Provided passage
⟨

COST OF PRODUCTS. Cost of products as a percentage of products revenues
decreased to 67.8% in 1998 from 68.2% in 1997. This decrease was due to an
increase in productivity of onboard staff that was partially offset by an
increase in rent allocable to product sales on cruise ships covered by an
agreement that was renewed in December 1997. In addition, product sales to
land-based customers, which have a greater margin than product sales on board
ships, increased at a greater rate than sales on board ships.
OPERATING EXPENSES. Operating expenses as a percentage of revenues
decreased to 9.6% in 1998 from 11.1% in 1997. This decrease was primarily
attributable to completion in June 1997 of the amortization of intangible assets
relating to the acquisition of CTO. There was no amortization of intangible
assets in 1998.
16
<PAGE>
PROVISION FOR INCOME TAXES. The provision for income taxes decreased to
an overall effective rate of 6.8% in 1998 from an overall effective rate of 8.6%
in 1997 due to the impact of non-tax deductible amortization of intangibles in
1997. Without such amortization of intangibles, the overall effective rate in
1998 would have been 6.8%, compared to 7.9% in 1997. The decrease in the overall
effective rate is also partially attributable to income earned in jurisdictions
that do not tax our income increasing at a greater rate than income in
jurisdictions that tax our income.

⟩

Parts of the exercise
A) In the financial results discussion, why did operating expenses as a percentage of revenues fall in 1998? Explain in one to three sentences.
B) List every capitalized section heading in the financial results discussion.
C) Extend the financial results discussion with new text that follows its final sentence.

Image boundary annotation data

⟨

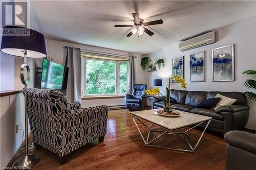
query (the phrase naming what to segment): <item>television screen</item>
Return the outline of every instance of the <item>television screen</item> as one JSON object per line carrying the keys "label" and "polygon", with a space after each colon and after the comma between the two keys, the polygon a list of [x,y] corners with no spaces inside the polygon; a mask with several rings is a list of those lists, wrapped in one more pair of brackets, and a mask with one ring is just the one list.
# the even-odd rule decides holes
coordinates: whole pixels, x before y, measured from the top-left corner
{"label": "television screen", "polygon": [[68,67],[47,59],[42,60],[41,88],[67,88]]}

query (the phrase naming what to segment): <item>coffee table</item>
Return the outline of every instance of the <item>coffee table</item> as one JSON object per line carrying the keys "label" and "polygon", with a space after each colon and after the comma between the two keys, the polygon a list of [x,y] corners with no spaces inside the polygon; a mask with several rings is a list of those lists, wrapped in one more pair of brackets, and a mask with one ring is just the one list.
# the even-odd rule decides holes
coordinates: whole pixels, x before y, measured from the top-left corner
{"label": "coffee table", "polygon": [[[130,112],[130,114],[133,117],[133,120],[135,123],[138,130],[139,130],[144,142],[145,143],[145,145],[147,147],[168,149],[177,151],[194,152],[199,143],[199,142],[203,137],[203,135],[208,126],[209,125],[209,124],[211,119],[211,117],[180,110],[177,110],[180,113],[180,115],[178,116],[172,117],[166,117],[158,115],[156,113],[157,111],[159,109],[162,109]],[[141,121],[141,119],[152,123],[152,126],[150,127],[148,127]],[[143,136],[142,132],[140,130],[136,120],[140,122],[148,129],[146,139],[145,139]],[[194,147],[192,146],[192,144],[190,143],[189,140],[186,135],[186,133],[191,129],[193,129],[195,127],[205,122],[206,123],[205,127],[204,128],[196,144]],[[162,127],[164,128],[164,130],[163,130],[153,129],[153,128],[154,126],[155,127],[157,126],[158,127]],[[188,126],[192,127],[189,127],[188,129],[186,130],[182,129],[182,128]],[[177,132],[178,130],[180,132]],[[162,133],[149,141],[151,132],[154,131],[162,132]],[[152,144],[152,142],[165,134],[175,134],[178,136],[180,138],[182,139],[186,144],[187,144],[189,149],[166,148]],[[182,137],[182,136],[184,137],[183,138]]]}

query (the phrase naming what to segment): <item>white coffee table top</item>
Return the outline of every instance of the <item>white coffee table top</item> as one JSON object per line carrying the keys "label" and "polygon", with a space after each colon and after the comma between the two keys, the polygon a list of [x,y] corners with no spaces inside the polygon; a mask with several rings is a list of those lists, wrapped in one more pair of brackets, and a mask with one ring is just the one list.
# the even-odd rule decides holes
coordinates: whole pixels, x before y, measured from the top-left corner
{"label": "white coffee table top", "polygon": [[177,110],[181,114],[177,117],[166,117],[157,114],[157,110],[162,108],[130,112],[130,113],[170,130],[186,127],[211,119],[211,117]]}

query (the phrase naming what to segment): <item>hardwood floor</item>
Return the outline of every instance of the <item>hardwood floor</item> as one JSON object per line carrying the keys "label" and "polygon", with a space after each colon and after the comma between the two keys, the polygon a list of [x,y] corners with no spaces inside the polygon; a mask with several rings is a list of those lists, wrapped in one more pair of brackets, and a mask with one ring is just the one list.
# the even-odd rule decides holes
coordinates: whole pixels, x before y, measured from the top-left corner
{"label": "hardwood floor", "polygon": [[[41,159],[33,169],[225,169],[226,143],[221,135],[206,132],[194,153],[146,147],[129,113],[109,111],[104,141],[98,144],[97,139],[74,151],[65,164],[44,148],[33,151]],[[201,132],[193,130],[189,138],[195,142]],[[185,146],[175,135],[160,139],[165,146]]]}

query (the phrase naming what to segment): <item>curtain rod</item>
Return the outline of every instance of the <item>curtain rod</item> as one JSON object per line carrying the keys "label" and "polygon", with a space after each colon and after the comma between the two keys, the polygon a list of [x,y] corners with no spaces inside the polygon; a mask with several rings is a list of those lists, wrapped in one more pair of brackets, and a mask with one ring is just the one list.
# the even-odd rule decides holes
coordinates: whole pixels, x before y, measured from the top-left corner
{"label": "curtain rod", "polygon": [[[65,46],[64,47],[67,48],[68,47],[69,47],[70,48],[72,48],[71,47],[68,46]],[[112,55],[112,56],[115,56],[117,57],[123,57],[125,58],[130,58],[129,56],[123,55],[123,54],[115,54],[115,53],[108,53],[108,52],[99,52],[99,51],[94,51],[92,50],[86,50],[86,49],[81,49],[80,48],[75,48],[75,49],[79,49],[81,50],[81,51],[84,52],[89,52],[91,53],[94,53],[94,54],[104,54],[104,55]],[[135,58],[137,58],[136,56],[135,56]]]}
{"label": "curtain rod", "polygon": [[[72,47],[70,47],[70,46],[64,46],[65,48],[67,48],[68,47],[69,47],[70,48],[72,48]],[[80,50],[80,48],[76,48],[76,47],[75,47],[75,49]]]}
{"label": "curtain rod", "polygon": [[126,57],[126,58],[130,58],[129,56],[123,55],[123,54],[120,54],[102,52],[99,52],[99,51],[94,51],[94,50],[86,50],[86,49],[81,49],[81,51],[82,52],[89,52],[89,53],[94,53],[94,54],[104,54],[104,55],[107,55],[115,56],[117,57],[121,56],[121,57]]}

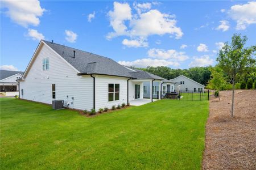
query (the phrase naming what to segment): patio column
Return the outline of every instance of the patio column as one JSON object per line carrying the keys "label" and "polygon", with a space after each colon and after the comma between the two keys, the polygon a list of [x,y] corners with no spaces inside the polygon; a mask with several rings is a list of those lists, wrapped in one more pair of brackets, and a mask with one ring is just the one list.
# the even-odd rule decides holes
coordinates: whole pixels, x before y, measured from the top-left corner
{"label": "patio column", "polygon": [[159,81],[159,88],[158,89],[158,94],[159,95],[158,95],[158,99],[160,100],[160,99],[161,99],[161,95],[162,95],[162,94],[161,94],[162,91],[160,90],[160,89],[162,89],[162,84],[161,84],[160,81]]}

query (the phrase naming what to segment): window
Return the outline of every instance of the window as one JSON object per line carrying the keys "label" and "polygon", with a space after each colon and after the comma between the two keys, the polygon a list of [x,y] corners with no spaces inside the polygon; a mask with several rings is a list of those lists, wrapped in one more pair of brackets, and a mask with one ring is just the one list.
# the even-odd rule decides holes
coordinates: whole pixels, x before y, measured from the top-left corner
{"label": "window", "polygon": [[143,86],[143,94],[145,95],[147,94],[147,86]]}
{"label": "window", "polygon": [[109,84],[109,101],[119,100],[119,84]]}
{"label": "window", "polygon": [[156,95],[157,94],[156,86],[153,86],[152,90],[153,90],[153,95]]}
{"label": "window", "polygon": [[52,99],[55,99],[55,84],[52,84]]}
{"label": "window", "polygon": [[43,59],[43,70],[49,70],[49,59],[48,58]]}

⟩

Written responses
A) The drop to 9.6% in 1998 from 11.1% in 1997 came mainly from the completion, in June 1997, of the amortization of intangible assets from the acquisition of CTO. No intangible assets were amortized in 1998.

B)
COST OF PRODUCTS
OPERATING EXPENSES
PROVISION FOR INCOME TAXES

C)
1997 COMPARED TO 1996
REVENUES. Revenues increased approximately 20.7%, or $14.4 million, to
$84.0 million in 1997 from $69.6 million in 1996. Of this increase, $7.0 million
was attributable to an increase in services revenues and $7.4 million was
attributable to an increase in products revenues. The increase in revenues was
primarily attributable to an average of six additional spa ships in service in
1997. These six spa ships generated greater aggregate revenues to us than the
aggregate revenues generated by the average of seven non-spa ships that were in
service in 1996, but were not in service in 1997. Steiner Leisure had an average
of 756 shipboard staff members in service in 1997 compared to an average of 695
shipboard staff members in service in 1996. Revenues per staff per day increased
11.7% to $286 in 1997 from $256 in 1996.
COST OF SERVICES. Cost of services as a percentage of services revenues
increased to 78.0% in 1997 from 77.6% in 1996. This increase was due to an
increase in rent allocable to services on cruise ships covered by an agreement
renewal effective in the first quarter of 1997. This increase was partially
offset by increases in productivity of onboard staff during 1997.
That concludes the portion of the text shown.